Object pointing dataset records
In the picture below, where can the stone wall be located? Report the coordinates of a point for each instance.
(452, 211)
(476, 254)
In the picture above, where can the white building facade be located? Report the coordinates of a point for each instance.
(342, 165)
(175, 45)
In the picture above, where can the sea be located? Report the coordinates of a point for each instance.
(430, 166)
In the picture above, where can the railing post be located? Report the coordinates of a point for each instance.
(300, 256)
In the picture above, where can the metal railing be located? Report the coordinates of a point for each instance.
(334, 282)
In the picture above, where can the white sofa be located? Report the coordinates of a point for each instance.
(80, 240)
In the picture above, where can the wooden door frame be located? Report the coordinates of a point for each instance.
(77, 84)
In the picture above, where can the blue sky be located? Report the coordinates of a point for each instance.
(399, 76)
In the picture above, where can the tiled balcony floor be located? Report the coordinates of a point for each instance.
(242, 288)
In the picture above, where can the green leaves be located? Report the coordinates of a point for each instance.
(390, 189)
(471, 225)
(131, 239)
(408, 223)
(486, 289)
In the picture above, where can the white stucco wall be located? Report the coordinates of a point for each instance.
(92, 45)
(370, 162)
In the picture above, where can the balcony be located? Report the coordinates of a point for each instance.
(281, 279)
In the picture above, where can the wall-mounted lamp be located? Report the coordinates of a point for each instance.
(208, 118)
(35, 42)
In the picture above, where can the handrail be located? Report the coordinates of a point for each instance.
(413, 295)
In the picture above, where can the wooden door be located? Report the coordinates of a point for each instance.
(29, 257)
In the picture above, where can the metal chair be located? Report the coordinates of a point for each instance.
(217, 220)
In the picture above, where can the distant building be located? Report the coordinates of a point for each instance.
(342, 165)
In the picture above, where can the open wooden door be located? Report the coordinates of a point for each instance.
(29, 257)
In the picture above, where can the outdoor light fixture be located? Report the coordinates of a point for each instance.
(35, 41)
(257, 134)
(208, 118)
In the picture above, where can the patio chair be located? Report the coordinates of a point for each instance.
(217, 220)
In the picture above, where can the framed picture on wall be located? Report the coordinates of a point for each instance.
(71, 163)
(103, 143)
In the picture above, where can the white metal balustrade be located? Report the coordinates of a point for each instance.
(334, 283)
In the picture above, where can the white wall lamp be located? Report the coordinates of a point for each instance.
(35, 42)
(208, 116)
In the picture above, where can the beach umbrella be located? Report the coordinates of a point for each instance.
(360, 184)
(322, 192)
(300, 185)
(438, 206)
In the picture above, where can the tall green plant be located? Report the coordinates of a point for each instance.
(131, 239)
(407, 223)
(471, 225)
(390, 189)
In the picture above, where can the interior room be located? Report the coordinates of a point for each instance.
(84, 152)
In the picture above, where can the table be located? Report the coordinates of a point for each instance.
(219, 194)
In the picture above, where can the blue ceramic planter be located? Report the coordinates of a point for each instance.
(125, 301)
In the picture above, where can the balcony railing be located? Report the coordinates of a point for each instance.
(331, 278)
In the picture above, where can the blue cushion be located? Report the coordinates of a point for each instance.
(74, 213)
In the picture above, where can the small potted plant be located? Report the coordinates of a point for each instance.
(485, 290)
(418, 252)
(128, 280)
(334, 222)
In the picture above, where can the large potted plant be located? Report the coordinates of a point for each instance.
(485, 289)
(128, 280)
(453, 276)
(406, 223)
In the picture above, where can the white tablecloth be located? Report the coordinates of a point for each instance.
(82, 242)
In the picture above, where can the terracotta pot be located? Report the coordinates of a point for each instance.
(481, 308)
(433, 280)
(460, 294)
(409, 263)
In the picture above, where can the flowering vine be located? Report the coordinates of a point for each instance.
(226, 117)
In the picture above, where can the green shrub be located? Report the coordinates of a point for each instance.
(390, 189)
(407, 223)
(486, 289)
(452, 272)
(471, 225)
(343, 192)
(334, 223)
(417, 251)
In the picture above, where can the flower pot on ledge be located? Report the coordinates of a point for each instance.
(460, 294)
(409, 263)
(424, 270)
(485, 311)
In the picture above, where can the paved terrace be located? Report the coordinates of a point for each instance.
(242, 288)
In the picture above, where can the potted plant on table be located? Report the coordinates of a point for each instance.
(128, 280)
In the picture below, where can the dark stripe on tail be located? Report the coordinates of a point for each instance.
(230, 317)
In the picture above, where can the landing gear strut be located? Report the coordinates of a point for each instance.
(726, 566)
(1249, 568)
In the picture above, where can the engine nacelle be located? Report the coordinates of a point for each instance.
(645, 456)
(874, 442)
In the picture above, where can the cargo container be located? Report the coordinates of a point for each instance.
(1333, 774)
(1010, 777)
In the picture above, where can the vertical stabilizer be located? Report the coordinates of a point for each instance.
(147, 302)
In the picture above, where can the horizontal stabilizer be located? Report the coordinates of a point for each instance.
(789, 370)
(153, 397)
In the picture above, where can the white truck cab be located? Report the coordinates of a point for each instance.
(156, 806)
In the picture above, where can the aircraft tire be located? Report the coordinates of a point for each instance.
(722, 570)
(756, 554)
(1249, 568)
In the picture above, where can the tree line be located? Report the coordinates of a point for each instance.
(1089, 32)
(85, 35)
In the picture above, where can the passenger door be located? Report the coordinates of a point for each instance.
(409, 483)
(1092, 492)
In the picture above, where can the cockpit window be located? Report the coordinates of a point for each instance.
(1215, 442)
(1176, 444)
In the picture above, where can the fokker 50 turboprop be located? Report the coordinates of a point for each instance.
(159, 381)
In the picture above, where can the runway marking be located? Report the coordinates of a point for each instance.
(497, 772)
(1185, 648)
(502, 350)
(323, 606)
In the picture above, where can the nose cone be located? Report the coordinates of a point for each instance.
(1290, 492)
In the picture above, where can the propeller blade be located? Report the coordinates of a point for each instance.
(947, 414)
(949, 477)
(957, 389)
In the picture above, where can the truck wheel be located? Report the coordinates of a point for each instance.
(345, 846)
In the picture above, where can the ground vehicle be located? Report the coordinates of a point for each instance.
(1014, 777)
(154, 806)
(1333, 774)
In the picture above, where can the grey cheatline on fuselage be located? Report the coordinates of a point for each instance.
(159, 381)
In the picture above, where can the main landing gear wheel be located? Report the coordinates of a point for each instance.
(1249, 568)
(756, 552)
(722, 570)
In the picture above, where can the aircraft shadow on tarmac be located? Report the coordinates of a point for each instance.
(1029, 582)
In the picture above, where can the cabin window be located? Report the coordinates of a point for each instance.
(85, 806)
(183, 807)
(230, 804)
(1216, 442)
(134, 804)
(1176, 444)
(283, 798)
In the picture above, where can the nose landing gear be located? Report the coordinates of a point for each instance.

- [Short exercise]: Please recast the records as a JSON list of strings, one string per line with blank lines left out. Begin at the line that has "In the picture above, where can the main", including it, and stop after the final line of the records.

- [Solution to this task]:
[
  "In the picture above, where can the main landing gear wheel be located? Report the coordinates of a point for each instance.",
  "(1249, 568)",
  "(756, 552)",
  "(722, 570)",
  "In the picture above, where can the aircraft shadow on tarmac be located? Report the coordinates of a point for each instance.",
  "(1029, 582)",
  "In the picture above, where can the cabin window be located? Report the coordinates of a point for each instance.",
  "(85, 806)",
  "(183, 807)",
  "(230, 804)",
  "(1216, 442)",
  "(134, 804)",
  "(1176, 444)",
  "(283, 798)",
  "In the picture above, where can the nose landing gear be located? Report the coordinates of a point for each instance."
]